**EXTRAIT:**

• • • •

Tout le monde le sait bien (enfin je crois), un bon sujet ne fait pas forcément un bon film. Rassurez-vous, « 120 battements par minute » fait honneur au combat de ces personnes qui ont consacré leur vie à cette cause. Ce qui frappe d’emblée, c’est l’important travail d’écriture qui a été effectué : la veine militante est très réaliste. Les réunions hebdomadaires sont incroyablement vivantes et surtout relatent absolument tous les points de vue. Si le film est engagé, il ne cherche cependant pas à privilégier un point de vue plus qu’un autre. Au contraire ! Les échanges se multiplient entre chaos et respect de la parole, décisions et contradictions, solidarité et colère, actions jugées constructives ou stériles… Campillo ne juge pas et laisse le spectateur se faire littéralement happer par les arguments. D’un personnage à un autre, notre regard est toujours susceptible de changer, ce qui est le cas par exemple lors de la première intervention musclée au début du long-métrage.

• • • •

**DONNÉES DISPONIBLES:**
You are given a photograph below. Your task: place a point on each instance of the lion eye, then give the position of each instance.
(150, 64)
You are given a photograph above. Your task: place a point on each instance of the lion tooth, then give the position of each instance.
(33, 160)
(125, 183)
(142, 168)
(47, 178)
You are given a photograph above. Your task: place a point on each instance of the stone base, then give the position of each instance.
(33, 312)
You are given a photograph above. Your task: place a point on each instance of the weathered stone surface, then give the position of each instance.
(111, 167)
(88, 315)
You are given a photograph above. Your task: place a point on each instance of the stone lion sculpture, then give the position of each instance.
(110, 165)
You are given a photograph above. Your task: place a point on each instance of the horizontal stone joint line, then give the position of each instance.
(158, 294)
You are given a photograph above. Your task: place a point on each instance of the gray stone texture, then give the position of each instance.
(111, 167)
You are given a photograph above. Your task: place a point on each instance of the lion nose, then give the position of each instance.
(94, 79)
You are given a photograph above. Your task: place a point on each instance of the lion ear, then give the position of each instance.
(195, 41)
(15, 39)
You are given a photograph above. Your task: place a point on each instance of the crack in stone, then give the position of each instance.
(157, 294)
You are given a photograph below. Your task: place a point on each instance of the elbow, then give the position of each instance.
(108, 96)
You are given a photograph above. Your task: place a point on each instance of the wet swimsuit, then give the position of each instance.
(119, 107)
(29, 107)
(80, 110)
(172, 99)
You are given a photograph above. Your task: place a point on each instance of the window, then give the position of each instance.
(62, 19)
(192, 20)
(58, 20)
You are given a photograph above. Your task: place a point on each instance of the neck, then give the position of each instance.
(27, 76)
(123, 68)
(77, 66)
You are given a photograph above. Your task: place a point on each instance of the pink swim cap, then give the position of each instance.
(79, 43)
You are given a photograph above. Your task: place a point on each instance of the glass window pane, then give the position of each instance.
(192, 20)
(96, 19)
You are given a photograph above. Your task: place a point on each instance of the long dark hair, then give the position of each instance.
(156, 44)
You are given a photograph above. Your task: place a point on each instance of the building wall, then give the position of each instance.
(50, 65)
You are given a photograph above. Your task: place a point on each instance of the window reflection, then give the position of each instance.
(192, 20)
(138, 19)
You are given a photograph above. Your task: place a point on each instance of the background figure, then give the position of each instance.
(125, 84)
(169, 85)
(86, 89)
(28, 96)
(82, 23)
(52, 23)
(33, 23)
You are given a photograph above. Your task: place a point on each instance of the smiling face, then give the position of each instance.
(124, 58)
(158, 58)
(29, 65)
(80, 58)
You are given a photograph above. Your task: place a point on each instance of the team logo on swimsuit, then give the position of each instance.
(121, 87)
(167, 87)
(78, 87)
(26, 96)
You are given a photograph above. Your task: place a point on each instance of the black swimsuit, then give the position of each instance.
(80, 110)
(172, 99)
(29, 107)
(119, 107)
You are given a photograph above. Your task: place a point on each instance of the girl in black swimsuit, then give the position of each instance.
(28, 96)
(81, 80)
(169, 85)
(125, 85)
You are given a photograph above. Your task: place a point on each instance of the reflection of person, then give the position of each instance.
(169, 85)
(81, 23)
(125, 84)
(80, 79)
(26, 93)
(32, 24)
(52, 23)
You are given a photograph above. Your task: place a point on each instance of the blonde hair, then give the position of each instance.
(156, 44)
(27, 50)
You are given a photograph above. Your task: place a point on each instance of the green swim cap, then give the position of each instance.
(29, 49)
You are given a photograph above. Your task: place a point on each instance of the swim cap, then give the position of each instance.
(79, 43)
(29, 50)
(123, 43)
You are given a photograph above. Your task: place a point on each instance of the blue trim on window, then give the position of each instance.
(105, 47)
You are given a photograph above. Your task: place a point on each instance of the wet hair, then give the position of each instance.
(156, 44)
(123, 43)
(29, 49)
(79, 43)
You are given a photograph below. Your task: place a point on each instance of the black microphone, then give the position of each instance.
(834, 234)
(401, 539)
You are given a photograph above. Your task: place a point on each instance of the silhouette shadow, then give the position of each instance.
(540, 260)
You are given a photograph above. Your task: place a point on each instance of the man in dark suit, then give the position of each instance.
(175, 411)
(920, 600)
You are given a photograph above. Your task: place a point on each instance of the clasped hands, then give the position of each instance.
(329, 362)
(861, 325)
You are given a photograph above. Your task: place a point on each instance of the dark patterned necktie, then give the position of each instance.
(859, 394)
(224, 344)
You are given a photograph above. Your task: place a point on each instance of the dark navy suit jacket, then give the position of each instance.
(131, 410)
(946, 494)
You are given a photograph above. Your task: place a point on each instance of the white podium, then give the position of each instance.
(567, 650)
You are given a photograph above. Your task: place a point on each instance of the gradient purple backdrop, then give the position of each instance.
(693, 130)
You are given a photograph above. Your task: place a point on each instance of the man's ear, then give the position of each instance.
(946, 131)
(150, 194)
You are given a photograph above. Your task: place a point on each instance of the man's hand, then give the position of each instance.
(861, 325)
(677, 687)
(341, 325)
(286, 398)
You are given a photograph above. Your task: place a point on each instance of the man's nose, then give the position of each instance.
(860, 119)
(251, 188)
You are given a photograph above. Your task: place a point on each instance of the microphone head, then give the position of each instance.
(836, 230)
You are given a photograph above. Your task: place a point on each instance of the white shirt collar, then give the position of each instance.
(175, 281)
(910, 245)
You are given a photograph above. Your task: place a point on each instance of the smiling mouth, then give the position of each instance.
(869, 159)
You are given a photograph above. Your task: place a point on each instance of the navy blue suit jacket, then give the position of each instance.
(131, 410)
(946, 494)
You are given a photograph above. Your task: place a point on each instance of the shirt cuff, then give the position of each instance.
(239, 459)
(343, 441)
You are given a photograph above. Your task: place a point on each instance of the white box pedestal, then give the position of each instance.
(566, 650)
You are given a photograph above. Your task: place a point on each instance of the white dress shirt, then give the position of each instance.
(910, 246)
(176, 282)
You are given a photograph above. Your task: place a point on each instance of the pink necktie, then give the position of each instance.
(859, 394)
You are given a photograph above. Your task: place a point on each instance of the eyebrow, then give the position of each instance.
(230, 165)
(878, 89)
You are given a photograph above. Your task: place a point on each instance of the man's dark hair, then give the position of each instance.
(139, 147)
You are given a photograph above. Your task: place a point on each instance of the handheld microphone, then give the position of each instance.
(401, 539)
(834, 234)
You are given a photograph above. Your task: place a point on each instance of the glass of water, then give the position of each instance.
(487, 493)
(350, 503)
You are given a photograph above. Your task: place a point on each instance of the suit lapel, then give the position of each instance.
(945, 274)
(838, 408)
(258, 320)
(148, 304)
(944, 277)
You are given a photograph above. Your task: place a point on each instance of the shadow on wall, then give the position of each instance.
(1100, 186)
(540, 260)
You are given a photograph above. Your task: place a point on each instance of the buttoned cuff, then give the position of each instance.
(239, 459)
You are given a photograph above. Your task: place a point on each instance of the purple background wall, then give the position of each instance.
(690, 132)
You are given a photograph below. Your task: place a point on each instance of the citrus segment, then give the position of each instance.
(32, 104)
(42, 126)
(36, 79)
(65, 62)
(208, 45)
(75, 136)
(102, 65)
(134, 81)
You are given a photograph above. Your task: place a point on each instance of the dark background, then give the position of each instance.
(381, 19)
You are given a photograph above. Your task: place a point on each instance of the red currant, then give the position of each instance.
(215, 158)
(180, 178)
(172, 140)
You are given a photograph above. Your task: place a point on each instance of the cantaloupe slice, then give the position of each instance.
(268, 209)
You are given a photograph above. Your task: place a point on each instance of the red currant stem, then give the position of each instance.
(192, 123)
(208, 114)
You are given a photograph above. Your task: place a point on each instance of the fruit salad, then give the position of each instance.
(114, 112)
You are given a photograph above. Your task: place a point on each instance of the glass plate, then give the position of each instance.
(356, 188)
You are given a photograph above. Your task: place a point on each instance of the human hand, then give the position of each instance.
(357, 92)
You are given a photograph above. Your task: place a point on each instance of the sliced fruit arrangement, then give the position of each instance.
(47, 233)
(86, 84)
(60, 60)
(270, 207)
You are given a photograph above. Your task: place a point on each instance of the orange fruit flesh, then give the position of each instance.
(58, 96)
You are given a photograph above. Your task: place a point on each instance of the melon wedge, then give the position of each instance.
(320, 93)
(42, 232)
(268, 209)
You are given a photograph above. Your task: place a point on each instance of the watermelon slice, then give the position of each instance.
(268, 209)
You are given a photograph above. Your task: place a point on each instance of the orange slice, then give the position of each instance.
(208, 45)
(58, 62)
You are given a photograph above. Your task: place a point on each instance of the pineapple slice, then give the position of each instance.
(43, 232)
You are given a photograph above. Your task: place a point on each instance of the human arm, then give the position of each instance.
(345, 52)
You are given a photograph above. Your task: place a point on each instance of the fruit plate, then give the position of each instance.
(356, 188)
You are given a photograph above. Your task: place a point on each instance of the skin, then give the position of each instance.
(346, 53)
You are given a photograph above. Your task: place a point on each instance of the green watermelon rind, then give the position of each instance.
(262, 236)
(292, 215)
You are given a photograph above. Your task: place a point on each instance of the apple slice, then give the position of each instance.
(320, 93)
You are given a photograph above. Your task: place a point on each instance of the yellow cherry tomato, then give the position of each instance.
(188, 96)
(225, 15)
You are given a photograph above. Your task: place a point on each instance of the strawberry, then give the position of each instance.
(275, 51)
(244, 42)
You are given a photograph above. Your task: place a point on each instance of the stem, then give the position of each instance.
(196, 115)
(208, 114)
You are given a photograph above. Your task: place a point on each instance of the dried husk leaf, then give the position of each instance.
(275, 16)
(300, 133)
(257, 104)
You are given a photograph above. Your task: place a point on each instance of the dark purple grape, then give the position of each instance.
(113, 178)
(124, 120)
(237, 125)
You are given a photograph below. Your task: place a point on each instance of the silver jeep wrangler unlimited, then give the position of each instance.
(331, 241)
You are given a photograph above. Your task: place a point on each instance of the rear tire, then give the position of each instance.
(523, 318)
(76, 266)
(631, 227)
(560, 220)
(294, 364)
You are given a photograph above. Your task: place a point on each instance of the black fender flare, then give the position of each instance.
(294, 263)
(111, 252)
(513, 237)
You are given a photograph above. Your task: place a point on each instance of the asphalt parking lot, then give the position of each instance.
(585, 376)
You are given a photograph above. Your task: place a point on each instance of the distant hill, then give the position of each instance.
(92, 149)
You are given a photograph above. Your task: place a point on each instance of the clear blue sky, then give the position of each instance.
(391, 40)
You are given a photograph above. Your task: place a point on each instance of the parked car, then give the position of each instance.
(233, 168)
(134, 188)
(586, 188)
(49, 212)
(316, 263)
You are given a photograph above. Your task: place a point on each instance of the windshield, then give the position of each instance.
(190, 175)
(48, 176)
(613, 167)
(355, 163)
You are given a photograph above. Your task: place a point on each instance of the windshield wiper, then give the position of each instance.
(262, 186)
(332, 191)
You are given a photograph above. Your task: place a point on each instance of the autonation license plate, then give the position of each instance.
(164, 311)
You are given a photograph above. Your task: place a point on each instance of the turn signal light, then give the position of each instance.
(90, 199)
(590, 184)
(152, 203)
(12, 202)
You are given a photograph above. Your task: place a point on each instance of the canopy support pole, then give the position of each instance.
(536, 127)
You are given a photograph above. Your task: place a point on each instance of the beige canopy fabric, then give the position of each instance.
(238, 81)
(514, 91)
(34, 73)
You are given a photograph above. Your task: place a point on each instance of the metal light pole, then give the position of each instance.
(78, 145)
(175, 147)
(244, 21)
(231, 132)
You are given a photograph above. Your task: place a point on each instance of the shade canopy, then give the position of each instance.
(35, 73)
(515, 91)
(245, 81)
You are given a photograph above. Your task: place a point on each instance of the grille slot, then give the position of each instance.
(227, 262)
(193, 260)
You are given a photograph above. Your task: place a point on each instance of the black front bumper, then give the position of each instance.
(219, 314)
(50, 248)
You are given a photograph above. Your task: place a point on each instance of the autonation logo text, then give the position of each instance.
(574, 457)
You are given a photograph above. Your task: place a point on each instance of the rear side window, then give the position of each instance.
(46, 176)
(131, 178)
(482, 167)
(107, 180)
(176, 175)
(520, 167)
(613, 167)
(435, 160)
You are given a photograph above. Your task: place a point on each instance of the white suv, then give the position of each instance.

• • • •

**SELON LES INFORMATIONS:**
• A. D'après l'extrait, qu'est-ce qui frappe d'emblée dans « 120 battements par minute » ?
• B. Traduisez en anglais cette phrase de l'extrait : « Si le film est engagé, il ne cherche cependant pas à privilégier un point de vue plus qu'un autre. »
• C. Résumez en quelques phrases le paragraphe de l'extrait qui commence par « Tout le monde le sait bien », en conservant ses faits principaux.

**VOICI LES RÉPONSES:**
• A. L'important travail d'écriture qui a été effectué.

• B. Although the film is committed, it does not, however, seek to favor one point of view over another.

• C. Un bon sujet ne fait pas forcément un bon film, mais « 120 battements par minute » fait honneur au combat de ceux qui ont consacré leur vie à cette cause. Grâce à un important travail d'écriture, la veine militante est très réaliste. Les réunions hebdomadaires sont vivantes et relatent tous les points de vue : le film est engagé sans en privilégier aucun. Campillo ne juge pas et laisse le spectateur être happé par les arguments. D'un personnage à l'autre, le regard peut changer, comme lors de la première intervention musclée au début du long-métrage.